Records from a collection
::::::::

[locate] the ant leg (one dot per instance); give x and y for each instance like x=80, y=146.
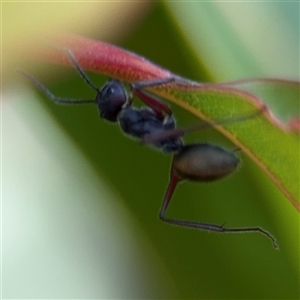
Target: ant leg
x=153, y=102
x=174, y=180
x=179, y=132
x=50, y=95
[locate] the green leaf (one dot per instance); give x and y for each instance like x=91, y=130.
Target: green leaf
x=270, y=143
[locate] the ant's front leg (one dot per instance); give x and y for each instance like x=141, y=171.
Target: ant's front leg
x=153, y=102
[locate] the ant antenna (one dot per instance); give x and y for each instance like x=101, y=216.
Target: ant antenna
x=61, y=100
x=80, y=70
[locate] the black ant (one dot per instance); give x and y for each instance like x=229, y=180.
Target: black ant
x=155, y=125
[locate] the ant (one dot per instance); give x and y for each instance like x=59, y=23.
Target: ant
x=155, y=125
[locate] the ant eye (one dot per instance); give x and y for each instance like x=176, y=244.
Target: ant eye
x=110, y=100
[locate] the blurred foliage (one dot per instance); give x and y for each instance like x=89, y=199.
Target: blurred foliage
x=202, y=265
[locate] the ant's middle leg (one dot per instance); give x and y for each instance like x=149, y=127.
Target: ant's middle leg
x=180, y=132
x=159, y=107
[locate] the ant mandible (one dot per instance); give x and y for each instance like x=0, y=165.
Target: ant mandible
x=155, y=125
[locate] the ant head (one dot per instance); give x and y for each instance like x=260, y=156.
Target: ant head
x=111, y=99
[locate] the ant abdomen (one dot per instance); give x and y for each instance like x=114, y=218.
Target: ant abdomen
x=204, y=162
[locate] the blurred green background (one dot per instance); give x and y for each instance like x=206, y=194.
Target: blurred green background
x=94, y=194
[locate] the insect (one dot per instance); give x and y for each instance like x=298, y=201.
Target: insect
x=155, y=124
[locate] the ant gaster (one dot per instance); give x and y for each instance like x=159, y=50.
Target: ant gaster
x=155, y=124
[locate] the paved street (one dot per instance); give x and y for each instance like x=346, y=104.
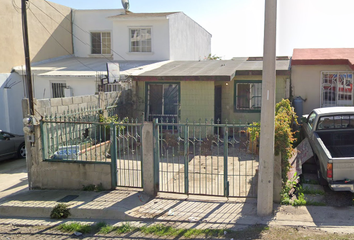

::::::::

* [Task objective]:
Every line above should be duplicated exactly; the pictures are to be left out.

* [Written response]:
[locate] the ant leg (one dot per instance); give x and y for each instance like x=80, y=146.
Target: ant leg
x=153, y=102
x=174, y=180
x=179, y=132
x=50, y=95
[locate] the green leaf (one dot per instance); give x and y for each instance like x=91, y=130.
Target: green leaf
x=270, y=143
[locate] the ant's front leg (one dot per instance); give x and y for each instance like x=141, y=171.
Target: ant's front leg
x=153, y=102
[locate] the ant antenna (one dot per instance); give x and y for each instance like x=101, y=216.
Target: ant antenna
x=61, y=100
x=80, y=70
[locate] the black ant (one dot per instance); give x and y for each instance like x=229, y=180.
Target: black ant
x=155, y=125
[locate] the ant (one dot per instance); give x and y for each instance like x=59, y=23.
Target: ant
x=155, y=125
[locate] the ant eye (one dot per instance); give x and y for each instance like x=176, y=244.
Target: ant eye
x=110, y=100
[locate] the blurred foliage (one dot per instance); give x and y for each instance like x=89, y=199.
Target: blurred foliage
x=202, y=265
[locate] the ant's middle leg (one dot per instance); give x and y for each instance like x=149, y=127.
Target: ant's middle leg
x=180, y=132
x=159, y=107
[locate] the ant mandible (one dot per instance); give x and y for each instance like x=0, y=165.
Target: ant mandible
x=155, y=125
[locate] the ant head (one dot per instance); give x and y for each instance like x=260, y=156.
Target: ant head
x=111, y=99
[locate] the ant abdomen (one dot per instance); give x and y for each instance like x=114, y=218.
Target: ant abdomen
x=204, y=162
[locate] the blurred green background (one dot per instance); give x and y for each instance like x=206, y=194.
Target: blurred green background
x=94, y=194
[locate] the insect (one dot per instance); give x and y for each instance like x=298, y=201.
Target: insect
x=155, y=124
[locate] the ant gaster (one dot per instance); give x and y for each instance like x=159, y=50.
Target: ant gaster
x=155, y=124
[locate] the paved street (one dot per instance); give x and y for each instance like x=346, y=104.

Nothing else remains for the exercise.